● Stated problem
Rewrite the passage on Voronin and the 1968 Olympics, starting with "At the 1968" and going on through "my own strength.", with "tension" changed to "pressure".

● Article
- - -
1968: Voronin on What Went Wrong in Mexico

At the 1968 Mexico City Olympics, both Voronin and the Soviet team took silver. In Voronin’s 1976 autobiography titled Number One (Первый номер), he underscores that 1968 was a low point for him:

Yes, the [1968] Olympics left a deep mark on me. The tension was huge. I fought the Japanese alone, without the support of my comrades, and the increased responsibility drained me of all my mental and physical strength. The pain of loss was so great and humiliating that it shattered my faith in my own strength.

Jah, olümpiamängud jätsid minusse sügava jälje. Närvipinge oli tohutu. Heitlesin jaapanlastega üksinda, kaaslaste toetuseta ja sellest suurenenud vastutus pitsitas minust välja kogu vaimu- ja kehajõu. Kaotusevalu oli nii suur ja alandav, et põrmustas usu oma jõusse.

And he places the blame squarely at the feet of Valentin Muratov, the head coach of the Soviet team at that time. To support his point, Voronin highlights the misleading overscoring at domestic meets, the bizarre line-up order that upset both Voronin and Diomidov at the Olympics, Muratov’s insults, and the failure to block Kato Sawao’s 9.90 on floor exercise, where Muratov was the head judge at the Olympics.
- - -
● Extracted material
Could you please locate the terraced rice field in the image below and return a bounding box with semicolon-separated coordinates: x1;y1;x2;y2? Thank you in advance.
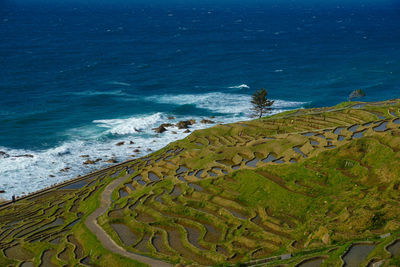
0;100;400;267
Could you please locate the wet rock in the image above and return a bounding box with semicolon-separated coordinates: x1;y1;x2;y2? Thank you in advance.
0;151;10;159
14;154;33;158
176;120;196;129
83;159;96;165
153;125;167;133
200;119;215;124
160;123;174;127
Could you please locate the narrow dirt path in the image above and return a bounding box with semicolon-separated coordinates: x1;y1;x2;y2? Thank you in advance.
85;176;172;267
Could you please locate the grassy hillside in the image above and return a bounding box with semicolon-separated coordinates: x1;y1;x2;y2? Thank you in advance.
0;100;400;266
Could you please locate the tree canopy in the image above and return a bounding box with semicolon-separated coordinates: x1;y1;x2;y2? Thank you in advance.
251;88;274;118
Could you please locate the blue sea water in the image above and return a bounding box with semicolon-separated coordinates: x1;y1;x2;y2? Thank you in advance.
0;0;400;198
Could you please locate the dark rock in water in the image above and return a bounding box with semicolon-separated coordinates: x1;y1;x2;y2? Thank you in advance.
200;119;215;124
176;120;196;129
160;123;174;127
153;125;167;133
14;154;33;158
0;151;10;159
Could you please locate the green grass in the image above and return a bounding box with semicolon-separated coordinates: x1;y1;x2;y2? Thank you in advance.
0;100;400;266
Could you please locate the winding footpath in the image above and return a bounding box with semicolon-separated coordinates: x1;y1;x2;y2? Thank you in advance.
85;175;172;267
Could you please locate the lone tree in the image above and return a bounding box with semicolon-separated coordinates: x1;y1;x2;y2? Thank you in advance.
348;89;365;102
251;88;274;118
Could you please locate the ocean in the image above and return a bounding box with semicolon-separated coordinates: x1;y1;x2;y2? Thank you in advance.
0;0;400;199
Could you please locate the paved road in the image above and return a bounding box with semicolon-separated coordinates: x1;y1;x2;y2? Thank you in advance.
85;176;172;267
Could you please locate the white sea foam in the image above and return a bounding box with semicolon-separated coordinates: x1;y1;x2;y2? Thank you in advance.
0;93;304;199
93;113;166;135
228;84;250;89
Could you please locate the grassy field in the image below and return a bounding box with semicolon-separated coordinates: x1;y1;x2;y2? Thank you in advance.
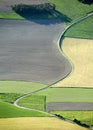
30;88;93;102
65;16;93;39
0;81;46;94
0;93;23;104
0;102;49;118
56;38;93;88
51;111;93;126
0;117;88;130
18;95;46;111
49;0;93;21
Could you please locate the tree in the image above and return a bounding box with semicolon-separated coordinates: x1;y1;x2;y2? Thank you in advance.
78;0;93;4
12;3;55;14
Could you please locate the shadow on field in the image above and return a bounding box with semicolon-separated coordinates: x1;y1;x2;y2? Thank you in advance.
12;4;72;25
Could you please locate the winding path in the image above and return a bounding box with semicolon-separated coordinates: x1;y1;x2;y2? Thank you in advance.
14;13;93;118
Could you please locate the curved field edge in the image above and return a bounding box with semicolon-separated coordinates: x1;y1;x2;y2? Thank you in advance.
0;81;46;94
0;117;88;130
0;102;49;118
55;38;93;88
50;111;93;126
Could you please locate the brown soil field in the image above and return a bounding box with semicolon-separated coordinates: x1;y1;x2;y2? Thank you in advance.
55;38;93;88
0;117;88;130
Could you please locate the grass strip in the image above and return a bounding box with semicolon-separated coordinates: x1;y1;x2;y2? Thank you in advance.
0;81;46;94
0;102;49;118
38;88;93;102
18;95;46;111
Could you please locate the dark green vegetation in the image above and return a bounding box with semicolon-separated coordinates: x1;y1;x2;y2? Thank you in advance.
65;16;93;39
18;95;46;111
0;102;49;118
12;3;55;15
38;88;93;102
51;111;93;126
78;0;93;4
0;0;93;21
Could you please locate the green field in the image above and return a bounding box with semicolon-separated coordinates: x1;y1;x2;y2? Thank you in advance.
0;88;93;104
0;81;46;94
0;93;23;104
0;102;49;118
38;88;93;102
51;111;93;126
49;0;93;21
18;95;46;111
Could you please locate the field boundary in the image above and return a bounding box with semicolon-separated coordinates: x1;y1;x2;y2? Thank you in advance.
14;12;93;128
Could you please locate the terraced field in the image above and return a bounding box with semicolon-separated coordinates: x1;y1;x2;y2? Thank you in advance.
56;38;93;88
0;0;93;130
0;117;88;130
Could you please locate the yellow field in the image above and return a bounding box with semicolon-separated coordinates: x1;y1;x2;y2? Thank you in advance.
0;117;88;130
56;38;93;88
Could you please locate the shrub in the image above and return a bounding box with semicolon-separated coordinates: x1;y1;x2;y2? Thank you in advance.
12;3;55;14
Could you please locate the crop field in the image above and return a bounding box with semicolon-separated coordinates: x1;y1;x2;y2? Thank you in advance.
56;38;93;88
51;111;93;126
18;95;46;111
0;81;46;94
0;117;88;130
0;0;93;130
37;88;93;102
63;16;93;38
0;102;49;118
49;0;93;21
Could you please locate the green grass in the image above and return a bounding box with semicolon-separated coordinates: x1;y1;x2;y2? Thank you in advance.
0;13;24;19
65;16;93;39
0;81;46;94
38;88;93;102
51;111;93;126
49;0;93;20
0;102;49;118
18;95;46;111
0;93;23;104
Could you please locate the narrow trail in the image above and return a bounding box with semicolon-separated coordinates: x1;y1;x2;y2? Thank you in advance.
14;12;93;123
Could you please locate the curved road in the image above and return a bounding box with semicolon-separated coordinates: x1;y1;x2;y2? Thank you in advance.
0;19;71;84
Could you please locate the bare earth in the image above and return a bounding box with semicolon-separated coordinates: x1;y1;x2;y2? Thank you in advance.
56;38;93;88
0;19;71;84
0;117;88;130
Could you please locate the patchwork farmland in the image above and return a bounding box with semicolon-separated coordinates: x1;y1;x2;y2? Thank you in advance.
0;0;93;130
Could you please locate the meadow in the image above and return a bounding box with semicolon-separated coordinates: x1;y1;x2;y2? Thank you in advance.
0;81;46;94
0;102;49;118
18;95;46;111
55;38;93;88
0;117;88;130
37;88;93;102
0;0;93;130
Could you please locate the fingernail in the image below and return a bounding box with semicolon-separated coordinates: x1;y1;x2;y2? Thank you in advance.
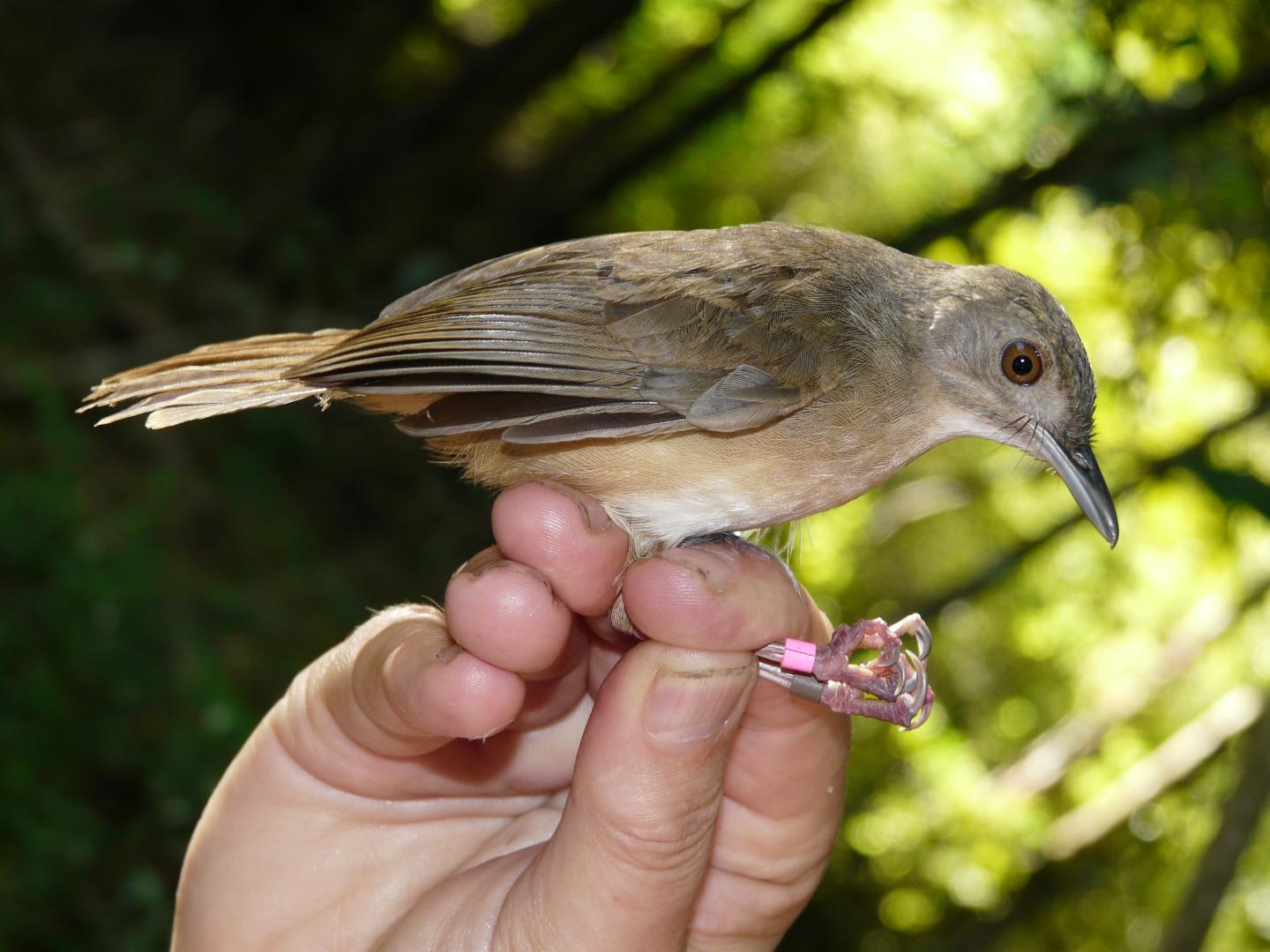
656;548;736;595
539;480;614;532
644;664;753;744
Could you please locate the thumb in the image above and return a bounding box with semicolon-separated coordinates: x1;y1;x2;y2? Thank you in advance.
504;641;756;952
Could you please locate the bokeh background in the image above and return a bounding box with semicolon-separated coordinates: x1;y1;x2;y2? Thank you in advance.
0;0;1270;952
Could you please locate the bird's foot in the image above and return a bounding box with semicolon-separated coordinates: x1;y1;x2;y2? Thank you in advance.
758;614;935;730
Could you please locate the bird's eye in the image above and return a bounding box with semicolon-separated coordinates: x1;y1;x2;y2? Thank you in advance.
1001;340;1045;386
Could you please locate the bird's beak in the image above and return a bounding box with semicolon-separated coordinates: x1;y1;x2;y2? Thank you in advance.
1036;427;1120;548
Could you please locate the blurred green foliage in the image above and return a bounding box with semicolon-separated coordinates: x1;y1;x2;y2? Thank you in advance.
7;0;1270;952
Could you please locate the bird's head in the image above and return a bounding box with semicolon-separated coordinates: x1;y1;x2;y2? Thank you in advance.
923;265;1120;546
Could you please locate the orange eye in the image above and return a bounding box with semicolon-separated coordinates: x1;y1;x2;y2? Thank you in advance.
1001;340;1045;386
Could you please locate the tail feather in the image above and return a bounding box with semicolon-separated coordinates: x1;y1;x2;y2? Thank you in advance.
78;330;353;429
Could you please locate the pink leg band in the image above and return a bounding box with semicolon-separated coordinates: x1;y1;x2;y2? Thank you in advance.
781;638;817;674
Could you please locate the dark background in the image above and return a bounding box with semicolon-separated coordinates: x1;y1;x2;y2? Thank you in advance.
0;0;1270;952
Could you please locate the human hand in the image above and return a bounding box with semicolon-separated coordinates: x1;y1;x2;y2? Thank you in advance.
174;484;849;952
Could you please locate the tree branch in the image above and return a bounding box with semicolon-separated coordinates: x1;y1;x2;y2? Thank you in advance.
892;66;1270;251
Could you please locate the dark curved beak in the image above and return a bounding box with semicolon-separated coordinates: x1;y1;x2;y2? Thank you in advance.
1036;427;1120;548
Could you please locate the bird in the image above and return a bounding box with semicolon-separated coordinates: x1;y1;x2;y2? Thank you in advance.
81;222;1119;726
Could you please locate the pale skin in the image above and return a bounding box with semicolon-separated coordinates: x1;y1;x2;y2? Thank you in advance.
174;484;849;952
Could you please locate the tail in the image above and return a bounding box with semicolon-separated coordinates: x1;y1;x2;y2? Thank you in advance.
78;330;353;429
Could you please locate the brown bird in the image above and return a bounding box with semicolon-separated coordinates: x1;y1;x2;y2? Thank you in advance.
81;222;1119;724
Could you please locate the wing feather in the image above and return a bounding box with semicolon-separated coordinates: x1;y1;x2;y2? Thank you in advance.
283;226;837;443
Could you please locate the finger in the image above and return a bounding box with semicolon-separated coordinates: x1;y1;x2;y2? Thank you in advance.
490;482;630;615
504;643;756;952
282;606;525;771
688;599;851;949
445;547;572;674
623;542;811;650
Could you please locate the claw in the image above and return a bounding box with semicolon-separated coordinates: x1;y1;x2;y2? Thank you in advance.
900;651;924;695
904;651;926;719
878;629;903;667
900;692;935;731
757;614;935;730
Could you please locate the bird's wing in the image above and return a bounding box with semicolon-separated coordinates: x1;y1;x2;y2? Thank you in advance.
289;226;840;443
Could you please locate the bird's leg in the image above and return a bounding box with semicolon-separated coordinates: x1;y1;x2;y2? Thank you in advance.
758;614;935;730
607;532;935;730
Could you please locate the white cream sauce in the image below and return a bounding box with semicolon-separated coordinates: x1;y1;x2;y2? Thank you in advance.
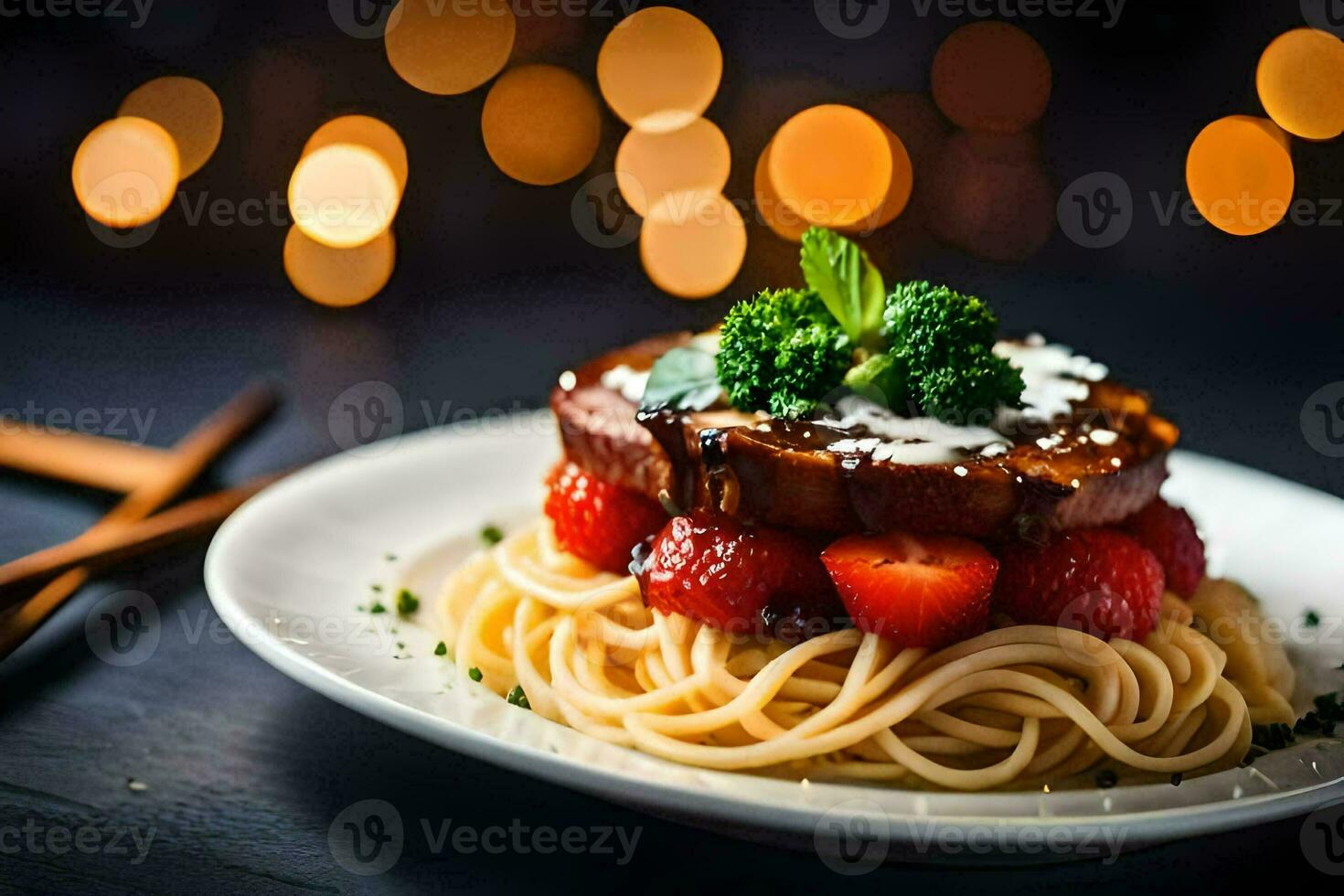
821;335;1115;464
601;364;649;404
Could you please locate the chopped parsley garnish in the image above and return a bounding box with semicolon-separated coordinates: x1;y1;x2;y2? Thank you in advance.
715;289;853;418
397;589;420;616
1293;692;1344;738
1246;692;1344;762
715;227;1024;424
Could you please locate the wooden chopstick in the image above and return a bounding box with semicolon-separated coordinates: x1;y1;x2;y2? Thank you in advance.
0;421;172;495
0;384;277;659
0;475;281;610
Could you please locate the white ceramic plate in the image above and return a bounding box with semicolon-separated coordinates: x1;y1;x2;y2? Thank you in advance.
206;414;1344;869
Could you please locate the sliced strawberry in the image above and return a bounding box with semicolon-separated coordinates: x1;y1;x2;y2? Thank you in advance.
1120;498;1204;598
638;510;843;634
546;464;668;572
995;529;1165;641
821;532;998;647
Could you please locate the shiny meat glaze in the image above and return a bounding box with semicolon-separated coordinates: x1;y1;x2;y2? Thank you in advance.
551;333;1178;539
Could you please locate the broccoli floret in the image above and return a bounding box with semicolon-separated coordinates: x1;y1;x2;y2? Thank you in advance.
881;280;998;362
918;346;1023;426
718;289;853;418
883;281;1024;424
844;352;918;412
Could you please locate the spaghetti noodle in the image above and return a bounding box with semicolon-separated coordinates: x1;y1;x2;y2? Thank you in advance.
438;520;1252;791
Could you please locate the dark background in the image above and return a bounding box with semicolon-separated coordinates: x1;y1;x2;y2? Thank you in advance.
0;0;1344;892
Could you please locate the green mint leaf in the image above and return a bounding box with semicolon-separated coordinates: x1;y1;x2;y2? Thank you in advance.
800;227;887;347
640;348;723;411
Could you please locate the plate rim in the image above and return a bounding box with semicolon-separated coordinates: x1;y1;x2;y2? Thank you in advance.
204;421;1344;849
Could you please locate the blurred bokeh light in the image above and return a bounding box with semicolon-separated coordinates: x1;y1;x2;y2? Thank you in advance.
117;75;224;180
383;0;516;95
640;192;747;298
285;224;397;307
303;115;410;194
481;65;603;186
1255;28;1344;140
767;103;892;227
289;144;400;249
597;6;723;132
1186;115;1293;237
933;22;1051;132
615;118;732;215
71;115;180;227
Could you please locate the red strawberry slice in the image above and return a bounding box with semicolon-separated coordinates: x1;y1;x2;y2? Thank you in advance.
1120;498;1206;598
821;532;998;647
995;529;1165;641
546;464;668;572
638;510;844;635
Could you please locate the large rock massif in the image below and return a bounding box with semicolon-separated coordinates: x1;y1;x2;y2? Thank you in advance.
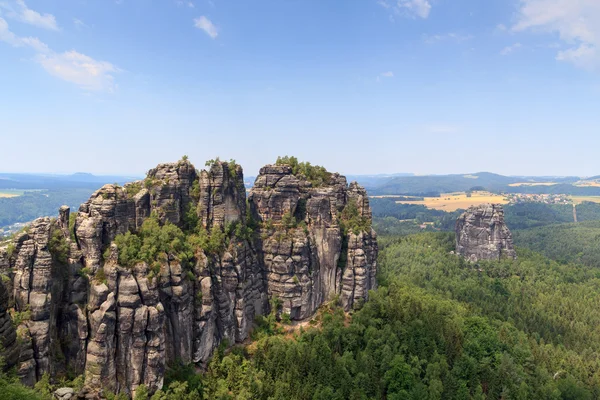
0;160;377;398
456;204;517;262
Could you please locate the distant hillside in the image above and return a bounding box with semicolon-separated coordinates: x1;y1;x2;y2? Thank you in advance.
0;172;139;190
0;173;138;228
358;172;600;196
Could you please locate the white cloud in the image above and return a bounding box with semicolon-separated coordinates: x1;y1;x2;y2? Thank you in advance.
377;0;431;22
512;0;600;69
424;124;461;134
36;50;120;92
73;18;88;29
500;43;523;56
176;0;196;8
0;0;59;31
0;17;120;92
194;15;219;39
398;0;431;18
423;32;473;44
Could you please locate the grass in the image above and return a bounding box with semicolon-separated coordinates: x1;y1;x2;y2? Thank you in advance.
0;189;25;198
398;192;508;212
575;181;600;187
508;182;558;187
571;196;600;204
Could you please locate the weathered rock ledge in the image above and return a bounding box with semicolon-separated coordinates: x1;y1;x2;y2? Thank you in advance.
456;204;517;262
0;160;378;399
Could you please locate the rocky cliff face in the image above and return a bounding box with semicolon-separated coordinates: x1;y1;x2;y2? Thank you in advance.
456;204;517;262
0;161;377;398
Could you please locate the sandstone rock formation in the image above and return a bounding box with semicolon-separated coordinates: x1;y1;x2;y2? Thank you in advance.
0;160;377;399
456;204;517;262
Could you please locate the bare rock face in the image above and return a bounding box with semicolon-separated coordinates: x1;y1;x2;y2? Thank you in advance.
249;165;377;319
0;160;377;399
456;204;517;262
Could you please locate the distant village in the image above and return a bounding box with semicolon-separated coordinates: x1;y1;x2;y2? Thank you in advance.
- - -
● Expected output
At the 1968 Mexico City Olympics, both Voronin and the Soviet team took silver. In Voronin’s 1976 autobiography titled Number One (Первый номер), he underscores that 1968 was a low point for him:

Yes, the [1968] Olympics left a deep mark on me. The pressure was huge. I fought the Japanese alone, without the support of my comrades, and the increased responsibility drained me of all my mental and physical strength. The pain of loss was so great and humiliating that it shattered my faith in my own strength.